─── Supplied records

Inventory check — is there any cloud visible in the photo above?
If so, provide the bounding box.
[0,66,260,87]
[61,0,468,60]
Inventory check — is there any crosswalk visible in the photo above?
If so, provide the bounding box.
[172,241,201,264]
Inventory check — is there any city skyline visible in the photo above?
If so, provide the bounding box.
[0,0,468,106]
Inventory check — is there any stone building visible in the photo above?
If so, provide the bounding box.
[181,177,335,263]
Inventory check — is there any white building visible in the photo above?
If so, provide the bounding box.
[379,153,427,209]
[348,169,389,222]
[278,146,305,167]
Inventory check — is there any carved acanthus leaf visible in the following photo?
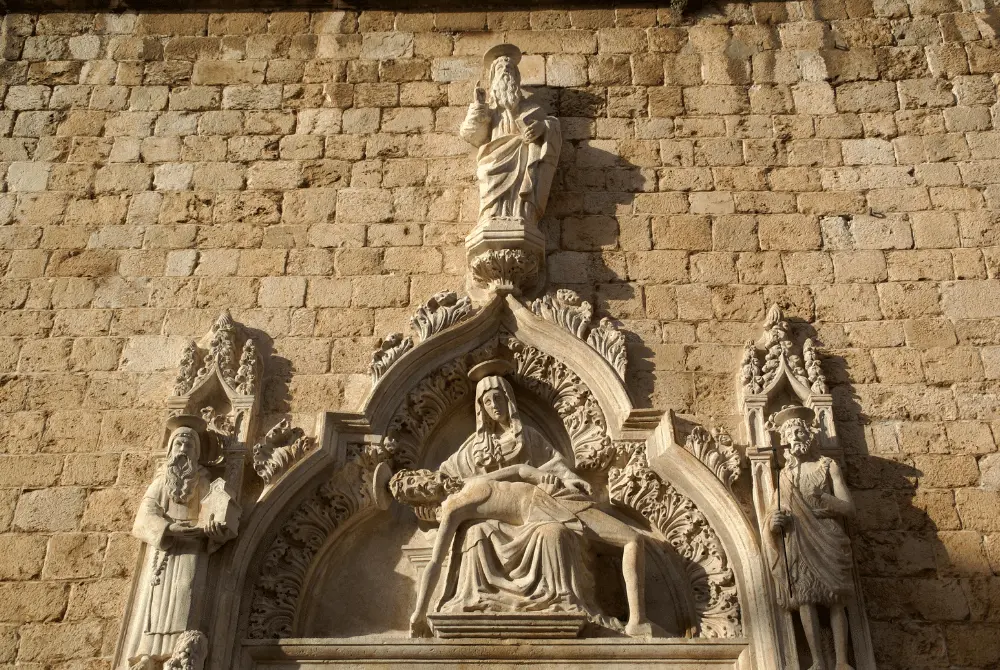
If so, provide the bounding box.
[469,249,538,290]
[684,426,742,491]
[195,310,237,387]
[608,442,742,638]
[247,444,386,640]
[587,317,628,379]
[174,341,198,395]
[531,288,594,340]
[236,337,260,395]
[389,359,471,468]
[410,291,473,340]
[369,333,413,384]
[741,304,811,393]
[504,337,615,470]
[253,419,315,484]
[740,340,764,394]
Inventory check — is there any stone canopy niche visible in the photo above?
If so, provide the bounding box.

──────
─── Supplied records

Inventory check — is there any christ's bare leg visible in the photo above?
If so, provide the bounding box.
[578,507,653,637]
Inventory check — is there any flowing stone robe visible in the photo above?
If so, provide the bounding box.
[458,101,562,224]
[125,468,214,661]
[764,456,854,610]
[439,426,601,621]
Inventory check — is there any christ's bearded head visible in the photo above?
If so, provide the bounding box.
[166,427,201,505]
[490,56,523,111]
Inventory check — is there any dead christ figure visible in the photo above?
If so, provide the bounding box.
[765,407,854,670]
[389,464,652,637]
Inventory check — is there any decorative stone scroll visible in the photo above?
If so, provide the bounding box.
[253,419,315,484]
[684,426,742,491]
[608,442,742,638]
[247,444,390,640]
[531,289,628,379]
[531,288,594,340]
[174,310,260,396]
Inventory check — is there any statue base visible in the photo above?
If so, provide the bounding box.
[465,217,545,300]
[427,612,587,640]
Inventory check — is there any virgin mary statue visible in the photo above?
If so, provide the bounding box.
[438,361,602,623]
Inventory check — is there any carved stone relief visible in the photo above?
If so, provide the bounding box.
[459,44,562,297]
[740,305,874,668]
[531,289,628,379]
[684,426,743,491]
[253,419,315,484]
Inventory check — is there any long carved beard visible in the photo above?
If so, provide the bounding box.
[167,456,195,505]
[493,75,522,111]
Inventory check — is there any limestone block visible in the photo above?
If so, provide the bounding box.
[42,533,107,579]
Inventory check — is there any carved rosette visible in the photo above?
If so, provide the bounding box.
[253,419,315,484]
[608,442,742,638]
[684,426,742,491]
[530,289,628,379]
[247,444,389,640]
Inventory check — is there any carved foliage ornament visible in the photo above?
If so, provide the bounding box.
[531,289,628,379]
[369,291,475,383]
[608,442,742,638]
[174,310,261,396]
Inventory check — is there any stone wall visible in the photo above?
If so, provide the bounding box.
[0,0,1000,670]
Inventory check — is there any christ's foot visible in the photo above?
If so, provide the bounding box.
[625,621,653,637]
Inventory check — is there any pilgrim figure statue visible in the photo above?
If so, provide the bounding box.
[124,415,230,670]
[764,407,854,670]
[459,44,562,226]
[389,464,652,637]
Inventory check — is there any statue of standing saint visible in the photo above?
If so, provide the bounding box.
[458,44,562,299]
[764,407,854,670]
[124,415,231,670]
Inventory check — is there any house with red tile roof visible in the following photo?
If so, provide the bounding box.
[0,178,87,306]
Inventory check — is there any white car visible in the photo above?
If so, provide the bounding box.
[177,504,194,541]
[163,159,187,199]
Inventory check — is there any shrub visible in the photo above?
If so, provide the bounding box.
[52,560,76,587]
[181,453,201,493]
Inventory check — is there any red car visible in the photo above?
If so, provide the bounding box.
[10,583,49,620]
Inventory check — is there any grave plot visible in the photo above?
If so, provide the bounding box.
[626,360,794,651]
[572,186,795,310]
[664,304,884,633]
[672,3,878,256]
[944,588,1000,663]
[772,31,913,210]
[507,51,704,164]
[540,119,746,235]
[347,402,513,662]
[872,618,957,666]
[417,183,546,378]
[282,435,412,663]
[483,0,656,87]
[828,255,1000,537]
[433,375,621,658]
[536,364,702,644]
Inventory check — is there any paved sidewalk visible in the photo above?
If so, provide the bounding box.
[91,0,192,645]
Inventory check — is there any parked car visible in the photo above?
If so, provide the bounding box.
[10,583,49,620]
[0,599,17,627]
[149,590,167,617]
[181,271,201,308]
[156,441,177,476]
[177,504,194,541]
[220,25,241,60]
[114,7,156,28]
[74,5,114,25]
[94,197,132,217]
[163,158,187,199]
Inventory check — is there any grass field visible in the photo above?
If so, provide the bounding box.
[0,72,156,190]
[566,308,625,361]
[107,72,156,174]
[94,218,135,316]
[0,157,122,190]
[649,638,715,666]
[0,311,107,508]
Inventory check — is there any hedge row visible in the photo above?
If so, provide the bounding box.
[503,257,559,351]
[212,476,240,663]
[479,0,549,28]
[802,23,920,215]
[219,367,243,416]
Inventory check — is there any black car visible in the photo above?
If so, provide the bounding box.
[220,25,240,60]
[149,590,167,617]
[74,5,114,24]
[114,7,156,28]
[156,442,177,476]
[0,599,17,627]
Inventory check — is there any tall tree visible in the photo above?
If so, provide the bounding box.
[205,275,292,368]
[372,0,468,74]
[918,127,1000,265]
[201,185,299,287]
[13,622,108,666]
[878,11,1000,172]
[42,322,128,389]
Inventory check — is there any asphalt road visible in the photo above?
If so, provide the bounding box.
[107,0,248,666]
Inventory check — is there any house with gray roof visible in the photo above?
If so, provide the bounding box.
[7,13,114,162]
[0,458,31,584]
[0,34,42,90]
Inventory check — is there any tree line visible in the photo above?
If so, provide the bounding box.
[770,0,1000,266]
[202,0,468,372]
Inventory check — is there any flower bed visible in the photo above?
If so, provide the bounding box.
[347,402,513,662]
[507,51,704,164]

──────
─── Supplied records

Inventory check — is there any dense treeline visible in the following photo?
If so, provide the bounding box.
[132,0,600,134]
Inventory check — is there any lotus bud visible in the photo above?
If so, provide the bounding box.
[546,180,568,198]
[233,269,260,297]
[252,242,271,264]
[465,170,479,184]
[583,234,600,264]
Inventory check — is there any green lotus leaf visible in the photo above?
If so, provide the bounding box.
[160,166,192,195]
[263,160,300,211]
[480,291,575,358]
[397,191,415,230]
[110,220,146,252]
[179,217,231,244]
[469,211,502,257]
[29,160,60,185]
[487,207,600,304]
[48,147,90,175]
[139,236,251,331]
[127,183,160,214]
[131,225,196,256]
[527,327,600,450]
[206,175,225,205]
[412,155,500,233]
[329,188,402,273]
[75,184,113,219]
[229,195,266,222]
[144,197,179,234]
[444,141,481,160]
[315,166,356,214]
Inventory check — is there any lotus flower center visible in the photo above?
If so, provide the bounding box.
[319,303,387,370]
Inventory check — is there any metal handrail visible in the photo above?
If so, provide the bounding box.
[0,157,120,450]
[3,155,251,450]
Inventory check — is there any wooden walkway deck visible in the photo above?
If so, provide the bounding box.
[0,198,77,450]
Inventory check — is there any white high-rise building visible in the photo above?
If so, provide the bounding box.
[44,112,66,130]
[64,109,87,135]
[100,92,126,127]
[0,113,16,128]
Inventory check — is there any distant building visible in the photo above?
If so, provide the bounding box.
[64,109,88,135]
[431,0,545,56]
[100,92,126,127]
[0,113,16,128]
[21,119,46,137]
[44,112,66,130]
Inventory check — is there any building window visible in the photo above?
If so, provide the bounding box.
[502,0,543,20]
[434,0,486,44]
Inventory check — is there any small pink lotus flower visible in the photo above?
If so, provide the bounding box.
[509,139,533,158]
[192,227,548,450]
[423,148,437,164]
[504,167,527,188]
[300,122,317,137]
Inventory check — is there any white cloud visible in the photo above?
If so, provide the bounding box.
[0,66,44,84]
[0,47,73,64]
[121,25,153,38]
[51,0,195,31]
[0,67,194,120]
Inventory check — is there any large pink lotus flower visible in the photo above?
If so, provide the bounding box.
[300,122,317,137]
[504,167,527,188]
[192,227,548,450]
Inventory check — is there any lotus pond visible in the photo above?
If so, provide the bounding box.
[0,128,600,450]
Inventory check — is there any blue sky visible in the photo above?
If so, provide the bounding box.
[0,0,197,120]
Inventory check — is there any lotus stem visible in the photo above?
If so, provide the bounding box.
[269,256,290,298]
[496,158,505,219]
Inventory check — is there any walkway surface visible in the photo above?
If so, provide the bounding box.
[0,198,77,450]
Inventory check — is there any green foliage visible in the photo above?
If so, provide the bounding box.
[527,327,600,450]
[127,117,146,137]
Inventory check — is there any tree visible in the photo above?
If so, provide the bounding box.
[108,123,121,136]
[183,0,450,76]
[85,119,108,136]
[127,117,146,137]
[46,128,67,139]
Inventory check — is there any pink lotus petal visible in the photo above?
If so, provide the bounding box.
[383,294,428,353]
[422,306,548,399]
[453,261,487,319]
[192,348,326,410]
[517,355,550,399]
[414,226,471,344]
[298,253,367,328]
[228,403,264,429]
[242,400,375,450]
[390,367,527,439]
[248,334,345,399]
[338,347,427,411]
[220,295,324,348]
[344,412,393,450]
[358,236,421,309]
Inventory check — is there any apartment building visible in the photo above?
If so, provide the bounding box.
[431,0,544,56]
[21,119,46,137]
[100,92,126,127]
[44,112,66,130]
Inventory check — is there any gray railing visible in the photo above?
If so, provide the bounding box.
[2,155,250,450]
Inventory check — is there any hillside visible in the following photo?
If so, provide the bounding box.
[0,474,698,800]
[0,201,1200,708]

──────

### Direction
Rewrite every line of the material between the lines holding "Inventory check — is there any parked" and "[219,367,243,416]", inclusive, keeping the request lines as they are and shifting each bounding-box coordinate up by 60. Give only those lines.

### Task output
Inventory check — is there any parked car visible in the photo above?
If so, provide the bounding box.
[70,643,109,680]
[60,659,77,687]
[209,650,227,677]
[241,331,261,368]
[216,501,237,536]
[237,564,254,601]
[280,85,301,120]
[174,67,216,88]
[134,65,174,85]
[154,257,192,277]
[223,218,247,259]
Inventory check — is there any grass field visible in the photo above?
If so, provide the bounding box.
[60,132,216,250]
[626,368,685,421]
[167,132,216,234]
[154,278,195,376]
[60,217,182,250]
[709,698,775,726]
[60,371,167,568]
Inventory check — is there any hedge row visible in the photo above?
If so, provide the bounding box.
[563,317,619,411]
[272,536,300,723]
[539,60,609,88]
[862,83,980,275]
[279,427,303,476]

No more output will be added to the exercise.